DATA LISTING Block Start

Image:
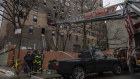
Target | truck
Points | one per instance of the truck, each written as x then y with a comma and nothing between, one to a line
90,61
122,56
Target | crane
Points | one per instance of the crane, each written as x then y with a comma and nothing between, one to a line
110,13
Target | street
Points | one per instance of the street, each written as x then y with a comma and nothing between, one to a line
106,75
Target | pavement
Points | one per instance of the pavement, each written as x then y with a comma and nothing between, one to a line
106,75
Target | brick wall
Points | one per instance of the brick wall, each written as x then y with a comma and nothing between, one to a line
47,56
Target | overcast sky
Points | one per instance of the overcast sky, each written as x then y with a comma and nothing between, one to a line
112,2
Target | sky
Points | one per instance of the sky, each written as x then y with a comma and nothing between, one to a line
107,3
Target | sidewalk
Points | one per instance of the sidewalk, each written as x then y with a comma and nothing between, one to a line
44,75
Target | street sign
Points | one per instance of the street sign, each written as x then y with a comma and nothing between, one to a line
18,31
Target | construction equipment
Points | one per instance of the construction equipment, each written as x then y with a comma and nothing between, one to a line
113,12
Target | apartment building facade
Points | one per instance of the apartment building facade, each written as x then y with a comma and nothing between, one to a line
42,19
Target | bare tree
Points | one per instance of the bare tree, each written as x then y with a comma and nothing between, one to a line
16,12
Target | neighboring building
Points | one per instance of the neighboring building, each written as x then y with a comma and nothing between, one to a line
42,19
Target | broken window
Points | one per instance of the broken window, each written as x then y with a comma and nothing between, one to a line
30,29
35,19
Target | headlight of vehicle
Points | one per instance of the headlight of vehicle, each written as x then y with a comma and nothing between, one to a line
9,73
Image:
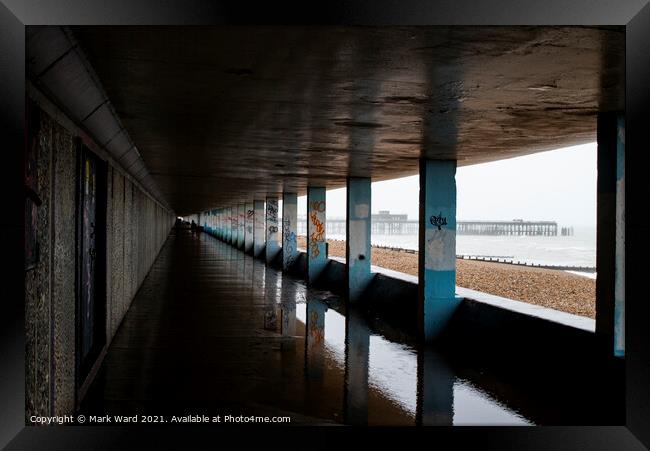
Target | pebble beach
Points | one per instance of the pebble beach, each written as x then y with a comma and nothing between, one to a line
554,289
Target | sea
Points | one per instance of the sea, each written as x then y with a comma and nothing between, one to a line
578,249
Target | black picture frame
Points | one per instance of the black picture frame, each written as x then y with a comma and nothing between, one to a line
635,15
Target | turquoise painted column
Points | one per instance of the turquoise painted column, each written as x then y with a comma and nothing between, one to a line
232,232
272,245
220,223
241,217
619,276
610,219
437,246
316,251
259,234
234,236
289,225
224,221
248,228
357,230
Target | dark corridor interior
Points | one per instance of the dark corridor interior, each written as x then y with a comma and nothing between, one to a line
214,331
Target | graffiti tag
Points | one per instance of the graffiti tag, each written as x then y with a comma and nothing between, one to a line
438,221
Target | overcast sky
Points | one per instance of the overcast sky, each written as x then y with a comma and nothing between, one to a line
559,185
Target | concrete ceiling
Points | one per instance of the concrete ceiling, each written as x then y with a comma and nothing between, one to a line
224,114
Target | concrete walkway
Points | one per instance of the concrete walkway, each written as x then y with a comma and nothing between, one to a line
210,332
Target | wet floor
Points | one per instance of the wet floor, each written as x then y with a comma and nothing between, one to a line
213,331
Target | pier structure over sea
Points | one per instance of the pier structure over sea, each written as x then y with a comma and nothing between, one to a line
387,224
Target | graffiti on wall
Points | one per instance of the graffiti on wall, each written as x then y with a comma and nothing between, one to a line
250,214
272,216
318,234
438,221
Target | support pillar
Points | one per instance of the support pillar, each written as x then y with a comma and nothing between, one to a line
222,232
289,224
610,254
259,235
272,245
357,232
316,249
241,217
228,224
437,247
248,228
233,226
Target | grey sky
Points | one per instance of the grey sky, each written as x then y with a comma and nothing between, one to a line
558,185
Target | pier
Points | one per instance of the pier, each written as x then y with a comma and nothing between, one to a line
387,224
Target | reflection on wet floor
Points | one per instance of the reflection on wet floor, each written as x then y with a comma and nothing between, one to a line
214,331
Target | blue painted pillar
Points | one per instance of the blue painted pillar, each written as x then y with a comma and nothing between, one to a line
610,249
289,224
220,224
241,216
437,246
316,252
232,235
272,245
259,233
619,282
357,230
226,224
248,228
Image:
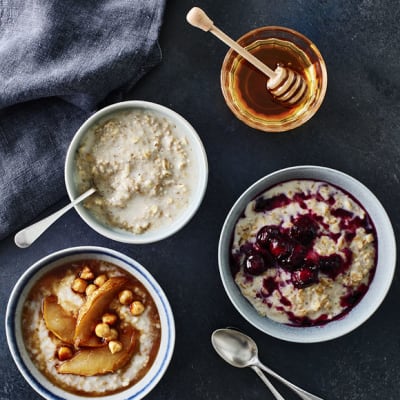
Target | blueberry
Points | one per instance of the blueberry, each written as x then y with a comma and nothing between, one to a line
304,277
281,247
266,234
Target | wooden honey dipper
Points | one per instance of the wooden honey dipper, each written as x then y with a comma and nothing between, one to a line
286,86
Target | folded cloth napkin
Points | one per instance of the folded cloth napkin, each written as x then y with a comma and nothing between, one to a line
58,60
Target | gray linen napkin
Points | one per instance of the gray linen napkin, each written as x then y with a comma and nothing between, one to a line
58,60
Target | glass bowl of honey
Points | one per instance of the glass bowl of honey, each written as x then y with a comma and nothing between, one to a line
245,88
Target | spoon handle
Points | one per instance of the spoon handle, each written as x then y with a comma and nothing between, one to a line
271,387
300,392
27,236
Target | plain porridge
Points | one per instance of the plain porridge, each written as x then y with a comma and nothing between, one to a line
91,328
142,168
304,252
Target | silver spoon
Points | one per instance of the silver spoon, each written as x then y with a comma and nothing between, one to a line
241,351
257,370
28,235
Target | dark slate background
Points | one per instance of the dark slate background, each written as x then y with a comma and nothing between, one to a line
357,130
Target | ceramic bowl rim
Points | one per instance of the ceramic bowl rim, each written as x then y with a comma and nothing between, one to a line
199,192
378,288
15,340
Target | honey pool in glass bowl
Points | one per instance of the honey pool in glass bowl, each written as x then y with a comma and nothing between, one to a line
245,88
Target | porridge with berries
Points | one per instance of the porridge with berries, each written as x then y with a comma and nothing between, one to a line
91,328
304,252
142,168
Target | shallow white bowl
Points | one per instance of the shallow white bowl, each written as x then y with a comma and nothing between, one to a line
386,260
198,155
14,330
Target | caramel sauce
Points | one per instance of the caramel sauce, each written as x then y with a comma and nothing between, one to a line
250,85
45,287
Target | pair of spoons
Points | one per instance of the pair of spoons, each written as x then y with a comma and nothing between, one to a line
241,351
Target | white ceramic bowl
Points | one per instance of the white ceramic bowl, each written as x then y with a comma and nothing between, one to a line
14,331
198,155
386,260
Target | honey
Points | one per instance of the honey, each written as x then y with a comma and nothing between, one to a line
245,87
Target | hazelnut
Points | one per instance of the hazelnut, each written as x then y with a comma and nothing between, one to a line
113,334
90,289
86,274
102,330
115,346
64,353
79,285
100,280
109,319
137,308
125,297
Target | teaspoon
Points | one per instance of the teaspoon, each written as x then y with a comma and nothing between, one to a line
28,235
241,351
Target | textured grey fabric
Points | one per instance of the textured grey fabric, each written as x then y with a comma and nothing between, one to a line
58,60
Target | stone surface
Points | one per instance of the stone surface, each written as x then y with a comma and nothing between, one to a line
357,130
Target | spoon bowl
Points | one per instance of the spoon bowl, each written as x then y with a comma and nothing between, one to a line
239,350
235,347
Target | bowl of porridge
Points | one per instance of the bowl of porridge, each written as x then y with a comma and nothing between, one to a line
90,322
307,254
148,166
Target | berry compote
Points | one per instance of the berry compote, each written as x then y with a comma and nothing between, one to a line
301,250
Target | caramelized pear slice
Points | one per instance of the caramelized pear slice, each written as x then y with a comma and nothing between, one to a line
62,324
100,361
58,321
96,305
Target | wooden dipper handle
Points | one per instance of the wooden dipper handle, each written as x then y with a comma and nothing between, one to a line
198,18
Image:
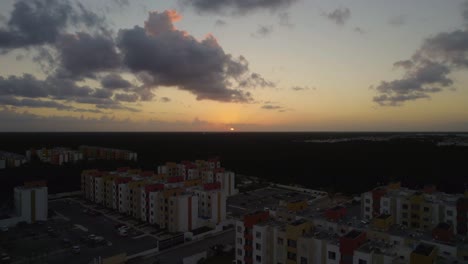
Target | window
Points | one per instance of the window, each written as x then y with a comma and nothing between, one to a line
291,256
280,241
292,243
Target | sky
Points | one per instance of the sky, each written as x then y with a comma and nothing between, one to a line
259,65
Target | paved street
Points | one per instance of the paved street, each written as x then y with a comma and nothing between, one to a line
175,255
99,226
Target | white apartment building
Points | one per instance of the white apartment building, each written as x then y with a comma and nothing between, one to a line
183,213
227,180
31,203
212,205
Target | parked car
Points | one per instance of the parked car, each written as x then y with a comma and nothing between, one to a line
76,249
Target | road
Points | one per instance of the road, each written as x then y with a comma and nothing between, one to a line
175,255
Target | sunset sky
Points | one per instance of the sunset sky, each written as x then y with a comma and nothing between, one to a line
202,65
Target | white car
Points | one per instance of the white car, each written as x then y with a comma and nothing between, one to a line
76,249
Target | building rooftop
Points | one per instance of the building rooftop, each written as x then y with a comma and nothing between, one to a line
353,234
424,249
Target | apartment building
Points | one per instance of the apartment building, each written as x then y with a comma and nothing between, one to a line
415,209
11,160
245,238
30,204
211,203
183,213
101,153
175,197
56,156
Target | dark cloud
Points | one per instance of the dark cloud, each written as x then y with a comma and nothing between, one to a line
170,57
340,16
301,88
127,97
220,23
285,20
405,64
429,69
165,99
115,81
359,30
38,22
271,107
465,12
237,7
398,21
420,81
82,54
263,31
35,103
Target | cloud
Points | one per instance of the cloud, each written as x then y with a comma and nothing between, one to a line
271,107
465,12
125,97
237,7
170,57
340,16
398,21
428,71
82,54
359,30
115,81
419,82
285,20
301,88
38,22
165,99
220,23
263,31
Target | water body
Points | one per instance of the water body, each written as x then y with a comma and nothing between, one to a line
345,162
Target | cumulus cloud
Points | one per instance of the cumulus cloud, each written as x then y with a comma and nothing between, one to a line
237,7
115,81
127,97
220,23
38,22
82,54
285,20
428,71
398,21
301,88
165,99
263,31
340,16
171,57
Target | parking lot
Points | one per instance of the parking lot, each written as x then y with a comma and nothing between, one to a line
53,241
260,199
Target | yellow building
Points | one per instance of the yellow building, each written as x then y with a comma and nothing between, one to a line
382,222
295,230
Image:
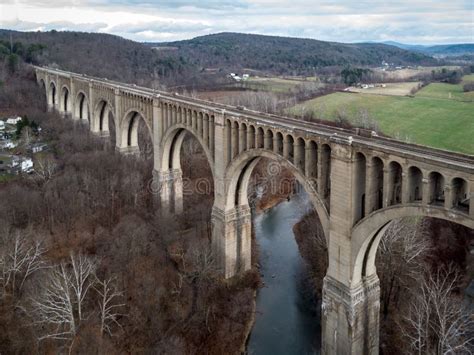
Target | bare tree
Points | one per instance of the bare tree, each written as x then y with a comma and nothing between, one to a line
19,260
45,167
54,306
400,259
108,305
60,304
438,322
82,279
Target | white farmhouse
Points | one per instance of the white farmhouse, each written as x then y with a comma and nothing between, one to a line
26,165
13,120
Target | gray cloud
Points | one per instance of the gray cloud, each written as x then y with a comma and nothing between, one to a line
421,21
56,25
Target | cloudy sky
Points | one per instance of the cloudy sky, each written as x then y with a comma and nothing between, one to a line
408,21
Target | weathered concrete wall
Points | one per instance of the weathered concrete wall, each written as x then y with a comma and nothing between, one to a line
357,184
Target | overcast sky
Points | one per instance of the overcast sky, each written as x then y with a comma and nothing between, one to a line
407,21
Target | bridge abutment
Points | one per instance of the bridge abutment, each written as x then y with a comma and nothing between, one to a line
363,183
231,239
350,317
168,188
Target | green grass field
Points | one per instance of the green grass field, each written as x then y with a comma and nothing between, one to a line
430,118
271,84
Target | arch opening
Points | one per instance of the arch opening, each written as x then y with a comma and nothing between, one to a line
405,254
82,107
65,107
193,181
415,184
259,180
136,135
360,186
436,184
394,183
460,195
52,94
376,201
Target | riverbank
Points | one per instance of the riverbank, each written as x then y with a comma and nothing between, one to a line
313,249
286,319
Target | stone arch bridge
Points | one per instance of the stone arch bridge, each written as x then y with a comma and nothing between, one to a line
357,182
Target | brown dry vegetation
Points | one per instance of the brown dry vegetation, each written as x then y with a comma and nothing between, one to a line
97,204
411,253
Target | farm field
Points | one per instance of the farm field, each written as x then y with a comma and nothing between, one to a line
407,73
277,85
428,118
396,89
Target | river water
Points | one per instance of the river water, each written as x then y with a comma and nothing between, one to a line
287,316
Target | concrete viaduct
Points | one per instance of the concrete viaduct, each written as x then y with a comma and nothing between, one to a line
357,182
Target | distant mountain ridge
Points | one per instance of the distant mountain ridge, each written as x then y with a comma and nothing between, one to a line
441,50
285,55
188,62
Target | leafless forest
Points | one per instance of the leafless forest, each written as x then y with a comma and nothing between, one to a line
88,263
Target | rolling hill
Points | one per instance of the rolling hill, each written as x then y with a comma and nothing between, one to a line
284,55
187,62
442,50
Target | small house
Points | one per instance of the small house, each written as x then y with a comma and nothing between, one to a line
38,147
13,120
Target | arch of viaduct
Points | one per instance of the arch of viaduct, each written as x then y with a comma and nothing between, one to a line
357,182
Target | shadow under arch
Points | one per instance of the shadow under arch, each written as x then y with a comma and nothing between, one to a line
238,175
52,97
82,111
367,233
128,127
172,142
65,105
100,115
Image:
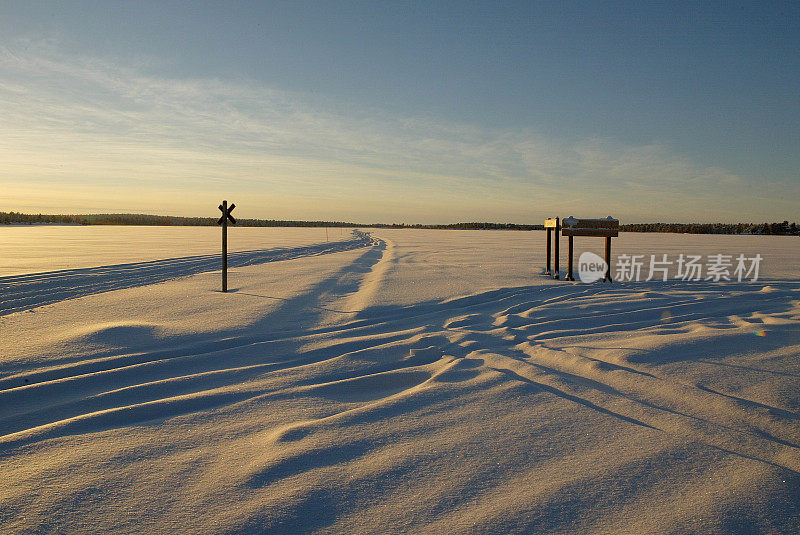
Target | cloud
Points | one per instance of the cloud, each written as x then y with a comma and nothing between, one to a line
91,126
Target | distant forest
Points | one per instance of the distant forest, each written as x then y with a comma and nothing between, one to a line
6,218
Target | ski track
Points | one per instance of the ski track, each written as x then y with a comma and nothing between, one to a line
540,337
23,292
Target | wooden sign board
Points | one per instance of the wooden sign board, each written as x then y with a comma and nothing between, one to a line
603,228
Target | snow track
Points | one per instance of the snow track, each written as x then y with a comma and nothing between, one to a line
22,292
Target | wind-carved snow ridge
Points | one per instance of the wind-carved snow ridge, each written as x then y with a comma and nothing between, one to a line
23,292
407,386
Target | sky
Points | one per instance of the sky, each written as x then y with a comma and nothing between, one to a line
414,112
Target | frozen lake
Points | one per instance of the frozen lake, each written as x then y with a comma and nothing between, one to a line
409,381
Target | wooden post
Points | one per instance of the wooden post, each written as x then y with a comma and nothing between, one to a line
549,233
569,260
558,230
226,216
224,247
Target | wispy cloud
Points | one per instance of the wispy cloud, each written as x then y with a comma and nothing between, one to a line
87,128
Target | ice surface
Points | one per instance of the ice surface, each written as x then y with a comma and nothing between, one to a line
421,381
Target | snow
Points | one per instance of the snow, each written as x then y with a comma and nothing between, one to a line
419,381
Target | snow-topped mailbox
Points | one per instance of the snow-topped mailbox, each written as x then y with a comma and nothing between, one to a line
571,226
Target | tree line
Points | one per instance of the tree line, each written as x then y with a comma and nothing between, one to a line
783,228
774,229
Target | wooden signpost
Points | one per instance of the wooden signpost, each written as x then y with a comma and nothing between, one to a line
550,225
606,228
226,216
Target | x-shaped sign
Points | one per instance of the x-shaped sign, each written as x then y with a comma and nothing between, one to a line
226,212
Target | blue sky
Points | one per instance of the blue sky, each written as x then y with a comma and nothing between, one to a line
403,112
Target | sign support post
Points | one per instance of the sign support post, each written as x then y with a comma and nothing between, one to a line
226,216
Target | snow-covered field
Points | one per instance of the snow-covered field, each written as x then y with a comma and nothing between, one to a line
411,381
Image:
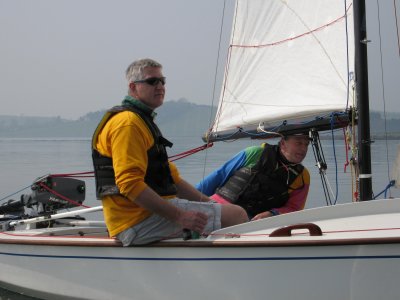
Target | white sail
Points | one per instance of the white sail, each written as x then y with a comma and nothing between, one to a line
288,60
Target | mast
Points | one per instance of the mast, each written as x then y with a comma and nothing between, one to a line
361,70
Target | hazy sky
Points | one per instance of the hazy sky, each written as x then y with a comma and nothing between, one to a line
68,57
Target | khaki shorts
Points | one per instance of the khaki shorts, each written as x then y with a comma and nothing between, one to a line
156,228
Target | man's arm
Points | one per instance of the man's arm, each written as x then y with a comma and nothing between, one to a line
216,179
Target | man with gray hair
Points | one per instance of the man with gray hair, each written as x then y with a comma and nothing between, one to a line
144,198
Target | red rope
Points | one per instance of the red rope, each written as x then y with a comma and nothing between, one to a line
296,37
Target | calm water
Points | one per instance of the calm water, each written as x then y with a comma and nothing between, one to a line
23,160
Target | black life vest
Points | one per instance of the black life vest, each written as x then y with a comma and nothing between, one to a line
264,186
158,174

DATA LISTING Block End

→ PROBLEM DESCRIPTION:
Above are some records. Reproduce the lines from the one with "Target | headlight of vehicle" down to the one with "Target | concrete walkway", keeping both, and leave every picture out.

→ FINISHED TASK:
Target | headlight of vehicle
Points | one per instance of the headlight of vehicle, each written as x then y with a comma and nothing between, one to a line
9,73
Image:
Target | pebble beach
Points | one per instance of the pebble beach, each written as x then y with a comma and nothing between, one to a line
554,289
Target | sea
Points | one per instance of the sea, each written as x then y with a comma and nothing between, one to a line
578,249
Target | black picture frame
Points | one per instance of the black picture frame, each written as x then y with a comma and nothing between, one to a line
635,15
Target | turquoise painted column
Points | one per instance of the turquoise painted column, each written as x then y with a comma and nothing between, one to a line
232,232
272,245
220,223
241,217
619,276
610,219
437,246
316,251
259,234
234,236
289,225
224,221
248,228
357,230
Target | dark corridor interior
Points | one per instance of the dark corridor interior, each written as x then y with a comma and nothing between, one to a line
214,331
Target | graffiti tag
Points | one per instance of the graffiti tag, each written as x then y with a comma and nothing between, one to a line
438,221
Target | overcast sky
Points | one per instance of the overcast sky, each written as x then y with a comma and nothing between, one to a line
559,185
Target | concrete ceiling
Points | one per instance of the concrete ceiling, each written as x then y with a comma and nothing between, one to a line
224,114
Target | concrete walkway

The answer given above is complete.